» STATED PROBLEM: Starting at the line that contains "Target: green flower stem", print every remaining line of the entries, unchanged, and output nothing more.
-- START OF PROVIDED RECORDS --
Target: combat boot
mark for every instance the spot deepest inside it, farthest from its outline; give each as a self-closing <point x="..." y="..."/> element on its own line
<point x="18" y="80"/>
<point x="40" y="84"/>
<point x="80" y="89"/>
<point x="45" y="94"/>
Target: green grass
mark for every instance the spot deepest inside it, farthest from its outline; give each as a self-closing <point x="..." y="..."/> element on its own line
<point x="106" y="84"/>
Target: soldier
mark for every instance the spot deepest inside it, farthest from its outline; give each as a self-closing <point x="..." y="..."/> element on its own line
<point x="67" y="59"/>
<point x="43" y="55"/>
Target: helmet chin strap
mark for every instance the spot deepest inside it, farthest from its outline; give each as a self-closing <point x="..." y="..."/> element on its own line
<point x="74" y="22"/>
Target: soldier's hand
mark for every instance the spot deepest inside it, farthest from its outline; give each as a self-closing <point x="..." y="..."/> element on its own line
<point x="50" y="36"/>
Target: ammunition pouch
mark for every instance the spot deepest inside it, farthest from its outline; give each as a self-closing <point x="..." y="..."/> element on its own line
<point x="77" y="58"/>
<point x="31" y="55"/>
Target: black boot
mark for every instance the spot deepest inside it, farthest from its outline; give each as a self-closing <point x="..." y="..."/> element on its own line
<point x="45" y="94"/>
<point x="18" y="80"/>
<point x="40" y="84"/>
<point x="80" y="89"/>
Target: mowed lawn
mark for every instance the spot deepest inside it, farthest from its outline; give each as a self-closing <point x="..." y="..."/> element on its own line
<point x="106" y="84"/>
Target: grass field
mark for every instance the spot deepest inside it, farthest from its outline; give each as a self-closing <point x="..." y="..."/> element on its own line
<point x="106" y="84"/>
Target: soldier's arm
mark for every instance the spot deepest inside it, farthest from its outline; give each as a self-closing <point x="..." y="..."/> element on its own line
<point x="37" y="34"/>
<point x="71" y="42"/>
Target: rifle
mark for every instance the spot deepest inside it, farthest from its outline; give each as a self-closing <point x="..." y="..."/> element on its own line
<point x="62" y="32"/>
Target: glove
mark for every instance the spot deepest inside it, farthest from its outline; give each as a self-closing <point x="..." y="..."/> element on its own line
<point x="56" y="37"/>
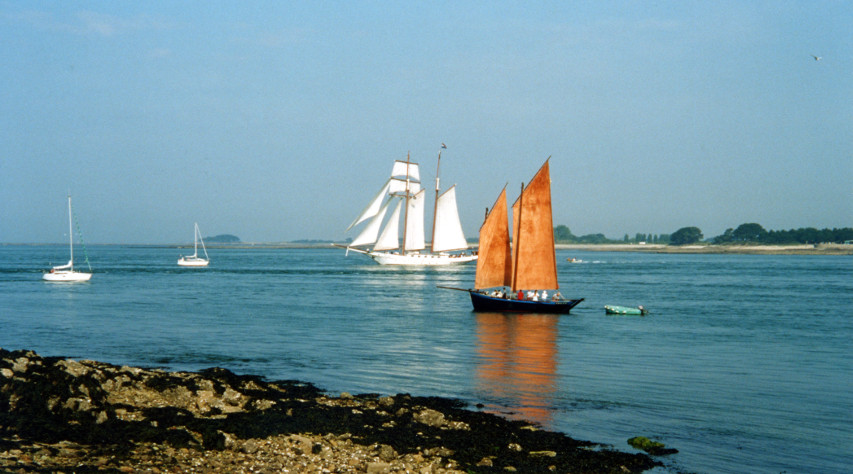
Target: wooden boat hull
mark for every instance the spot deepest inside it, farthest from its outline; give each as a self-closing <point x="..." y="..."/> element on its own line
<point x="625" y="310"/>
<point x="483" y="302"/>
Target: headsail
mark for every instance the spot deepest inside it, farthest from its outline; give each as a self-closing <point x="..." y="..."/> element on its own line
<point x="373" y="208"/>
<point x="390" y="239"/>
<point x="534" y="260"/>
<point x="448" y="228"/>
<point x="370" y="232"/>
<point x="494" y="265"/>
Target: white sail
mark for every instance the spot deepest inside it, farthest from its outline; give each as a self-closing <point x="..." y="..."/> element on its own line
<point x="66" y="273"/>
<point x="373" y="208"/>
<point x="415" y="222"/>
<point x="406" y="168"/>
<point x="370" y="233"/>
<point x="448" y="228"/>
<point x="390" y="238"/>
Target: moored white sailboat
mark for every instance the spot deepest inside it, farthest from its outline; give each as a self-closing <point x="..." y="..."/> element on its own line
<point x="194" y="260"/>
<point x="404" y="191"/>
<point x="66" y="273"/>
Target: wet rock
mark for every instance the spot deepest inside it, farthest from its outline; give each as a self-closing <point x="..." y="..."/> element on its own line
<point x="64" y="415"/>
<point x="430" y="417"/>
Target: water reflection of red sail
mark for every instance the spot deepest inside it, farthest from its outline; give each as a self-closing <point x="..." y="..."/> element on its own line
<point x="518" y="362"/>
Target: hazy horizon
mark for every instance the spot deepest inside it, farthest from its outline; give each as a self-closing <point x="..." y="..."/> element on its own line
<point x="278" y="122"/>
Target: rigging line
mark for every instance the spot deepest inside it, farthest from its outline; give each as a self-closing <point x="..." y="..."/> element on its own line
<point x="80" y="236"/>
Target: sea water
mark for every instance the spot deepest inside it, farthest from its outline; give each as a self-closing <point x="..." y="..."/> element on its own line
<point x="744" y="364"/>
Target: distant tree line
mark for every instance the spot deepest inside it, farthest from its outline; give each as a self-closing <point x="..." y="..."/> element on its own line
<point x="750" y="233"/>
<point x="755" y="233"/>
<point x="223" y="239"/>
<point x="562" y="235"/>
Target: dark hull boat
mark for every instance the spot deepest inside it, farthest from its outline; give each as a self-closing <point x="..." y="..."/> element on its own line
<point x="483" y="302"/>
<point x="529" y="264"/>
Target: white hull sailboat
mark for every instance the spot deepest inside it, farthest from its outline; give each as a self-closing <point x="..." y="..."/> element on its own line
<point x="66" y="273"/>
<point x="404" y="191"/>
<point x="194" y="260"/>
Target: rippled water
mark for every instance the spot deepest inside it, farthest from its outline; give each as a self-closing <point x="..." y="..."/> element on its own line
<point x="744" y="364"/>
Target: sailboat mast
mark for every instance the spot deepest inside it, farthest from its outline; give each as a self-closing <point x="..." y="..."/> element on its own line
<point x="406" y="212"/>
<point x="517" y="240"/>
<point x="435" y="209"/>
<point x="70" y="233"/>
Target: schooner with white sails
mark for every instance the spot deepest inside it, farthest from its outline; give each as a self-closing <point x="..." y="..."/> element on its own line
<point x="403" y="194"/>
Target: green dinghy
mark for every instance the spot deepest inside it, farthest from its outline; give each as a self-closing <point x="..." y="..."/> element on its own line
<point x="626" y="310"/>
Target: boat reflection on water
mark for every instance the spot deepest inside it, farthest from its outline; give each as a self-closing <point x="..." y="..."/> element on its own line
<point x="517" y="364"/>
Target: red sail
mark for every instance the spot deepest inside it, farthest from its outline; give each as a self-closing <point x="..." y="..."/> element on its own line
<point x="494" y="261"/>
<point x="535" y="263"/>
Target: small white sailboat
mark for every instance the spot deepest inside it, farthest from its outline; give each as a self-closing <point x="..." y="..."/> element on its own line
<point x="66" y="273"/>
<point x="194" y="260"/>
<point x="404" y="191"/>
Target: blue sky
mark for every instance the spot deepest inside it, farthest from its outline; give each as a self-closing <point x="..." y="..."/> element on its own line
<point x="278" y="121"/>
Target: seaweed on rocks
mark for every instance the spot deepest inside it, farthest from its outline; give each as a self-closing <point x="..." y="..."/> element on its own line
<point x="65" y="415"/>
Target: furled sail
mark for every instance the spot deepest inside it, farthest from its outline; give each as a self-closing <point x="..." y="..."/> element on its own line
<point x="415" y="222"/>
<point x="399" y="187"/>
<point x="448" y="228"/>
<point x="402" y="169"/>
<point x="390" y="238"/>
<point x="494" y="265"/>
<point x="534" y="260"/>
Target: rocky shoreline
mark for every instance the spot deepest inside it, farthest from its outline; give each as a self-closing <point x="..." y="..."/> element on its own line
<point x="64" y="415"/>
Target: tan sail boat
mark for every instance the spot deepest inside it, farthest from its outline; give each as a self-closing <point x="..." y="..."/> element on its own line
<point x="529" y="266"/>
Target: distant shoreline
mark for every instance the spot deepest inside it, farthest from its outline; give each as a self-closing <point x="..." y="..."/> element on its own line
<point x="804" y="249"/>
<point x="820" y="249"/>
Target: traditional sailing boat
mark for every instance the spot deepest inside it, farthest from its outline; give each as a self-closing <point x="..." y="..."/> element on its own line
<point x="66" y="273"/>
<point x="194" y="260"/>
<point x="529" y="269"/>
<point x="404" y="191"/>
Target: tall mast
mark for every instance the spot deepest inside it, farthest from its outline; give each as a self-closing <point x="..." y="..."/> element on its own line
<point x="406" y="213"/>
<point x="435" y="209"/>
<point x="70" y="234"/>
<point x="517" y="240"/>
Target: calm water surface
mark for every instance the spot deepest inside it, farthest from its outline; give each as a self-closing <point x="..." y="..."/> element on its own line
<point x="744" y="365"/>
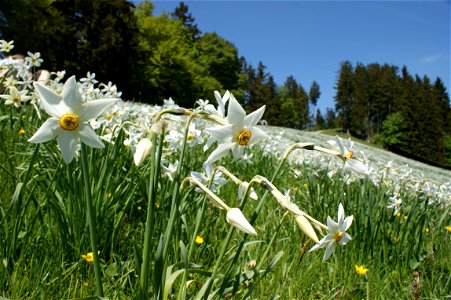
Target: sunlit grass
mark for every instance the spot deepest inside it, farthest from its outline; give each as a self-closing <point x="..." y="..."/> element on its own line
<point x="44" y="232"/>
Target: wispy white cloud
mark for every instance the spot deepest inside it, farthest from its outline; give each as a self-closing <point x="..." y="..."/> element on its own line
<point x="433" y="58"/>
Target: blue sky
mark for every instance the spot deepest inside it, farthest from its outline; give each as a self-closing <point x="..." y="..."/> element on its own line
<point x="309" y="39"/>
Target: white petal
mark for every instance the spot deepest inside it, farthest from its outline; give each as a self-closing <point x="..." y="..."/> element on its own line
<point x="307" y="228"/>
<point x="329" y="251"/>
<point x="50" y="101"/>
<point x="219" y="152"/>
<point x="67" y="141"/>
<point x="91" y="109"/>
<point x="257" y="135"/>
<point x="235" y="113"/>
<point x="345" y="239"/>
<point x="332" y="227"/>
<point x="346" y="223"/>
<point x="253" y="118"/>
<point x="341" y="213"/>
<point x="236" y="218"/>
<point x="221" y="133"/>
<point x="71" y="95"/>
<point x="237" y="151"/>
<point x="47" y="131"/>
<point x="339" y="142"/>
<point x="322" y="243"/>
<point x="89" y="136"/>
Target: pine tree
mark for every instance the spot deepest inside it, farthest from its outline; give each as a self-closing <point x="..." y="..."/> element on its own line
<point x="343" y="97"/>
<point x="181" y="13"/>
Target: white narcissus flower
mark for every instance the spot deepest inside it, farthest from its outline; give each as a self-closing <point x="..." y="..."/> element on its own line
<point x="236" y="218"/>
<point x="6" y="46"/>
<point x="69" y="118"/>
<point x="239" y="132"/>
<point x="337" y="233"/>
<point x="306" y="227"/>
<point x="347" y="155"/>
<point x="15" y="97"/>
<point x="143" y="149"/>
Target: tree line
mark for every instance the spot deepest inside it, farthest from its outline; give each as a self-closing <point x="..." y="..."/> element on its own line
<point x="151" y="58"/>
<point x="409" y="115"/>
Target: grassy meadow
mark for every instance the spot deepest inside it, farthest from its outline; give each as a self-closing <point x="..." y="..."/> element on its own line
<point x="137" y="220"/>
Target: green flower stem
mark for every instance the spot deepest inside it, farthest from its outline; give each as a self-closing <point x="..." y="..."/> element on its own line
<point x="143" y="279"/>
<point x="91" y="221"/>
<point x="160" y="275"/>
<point x="200" y="213"/>
<point x="219" y="261"/>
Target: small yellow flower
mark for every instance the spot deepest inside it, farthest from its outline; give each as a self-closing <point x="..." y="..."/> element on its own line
<point x="361" y="270"/>
<point x="89" y="257"/>
<point x="199" y="240"/>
-- END OF PROVIDED RECORDS --
» FINAL RESULT:
Target: green flower stem
mark for every instance the spot deepest inside it, farthest from its outline; give each as a self-closing <point x="..." y="..."/> element on its own line
<point x="143" y="279"/>
<point x="91" y="221"/>
<point x="160" y="275"/>
<point x="200" y="213"/>
<point x="219" y="261"/>
Target: small yellow flower
mark for every instance the spot deepest inside it, farthest from its outline; give each as a self-closing <point x="..." y="..."/> element on its own line
<point x="361" y="270"/>
<point x="89" y="257"/>
<point x="199" y="240"/>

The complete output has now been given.